# Chapman Application Questions?



## KeepItDownHomeCuz (Jul 19, 2012)

Hey guys, I registered here last week I believe and wanted to ask a couple of questions about the Chapman application process for those that applied?

I'll break it up so it's not so daunting to read,

1.) As far as the introductory video goes, what did you guys do? Not stealing anyone's ideas just curious what direction people went with this? Img roommate has a GoPro and I thought strapping that to my chest would be a cool idea, although my non work hours are mostly comprised of getting the application ready so I don't know how much that would help haha.

2.) Another question I had was how many films were in y'alls visual portfolio, I currently have one thing shot and two that I've scripted to shoot as soon as I can get the actors. All shorts the longest being 10 minutes. Thoughts as far as application goes?
__________________________________________________
* [PROMPT 1]
Answer these questions using the Chapman application thread:
(a) When does the poster say they registered on the forum?
(b) How many films has the poster already shot, and how many more have they scripted?
(c) How long is the longest of the poster's shorts?
* [PROMPT 2] Carry on the Chapman application thread from the point where it stops.
The records that come next are separate material and have nothing to do with the Chapman application thread.
__________________________________________________
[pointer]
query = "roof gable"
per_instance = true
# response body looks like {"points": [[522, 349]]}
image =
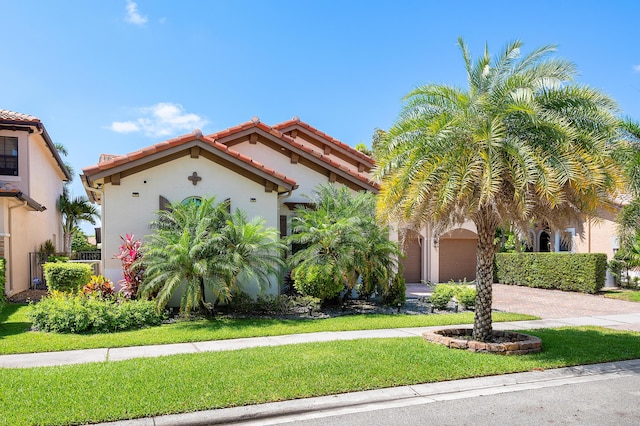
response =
{"points": [[195, 145], [295, 125], [255, 130], [17, 121]]}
__________________________________________________
* [EXERCISE RESULT 1]
(a) Last week, though the poster isn't certain ("I believe").
(b) One film is shot, and two more are scripted.
(c) 10 minutes.

* [EXERCISE RESULT 2]
And that's it for now, as always I currently freelance and have done numerous Below The Line jobs so if anyone has any questions regarding that side of the industry I'd be happy to answer! Just so I'm bringing something to the table as well haha

Thanks!


----------



## rcross11 (Jul 25, 2012)

1) I'm not sure if the application has changed, but the introduction video was something that was done after acceptance and shown on the first day of your production class.

I think they have to be less than, what, 30-60 seconds? It's entirely up to you on what you want to be said about yourself in the video.

2) As a director, I was only allowed to submit ONE complete work, which could have been a short or a feature. I imagine cinematographers submitted a reel. I'm not sure what the other emphases did.

They are looking for your ability to tell a story. I would bet that most people submit rudimentary videos, if any at all. Concentrate on the writing.


----------



## KeepItDownHomeCuz (Aug 6, 2012)

Thanks for the response! On the Website they mention that a 2-5 minute introductory video is to be included in the application. I figured they were looking for storytelling ability, I had a couple of ideas for the video, I just what directions others went. 

Thanks again for the response! I take it you are a Chapman Student? How do you like the program?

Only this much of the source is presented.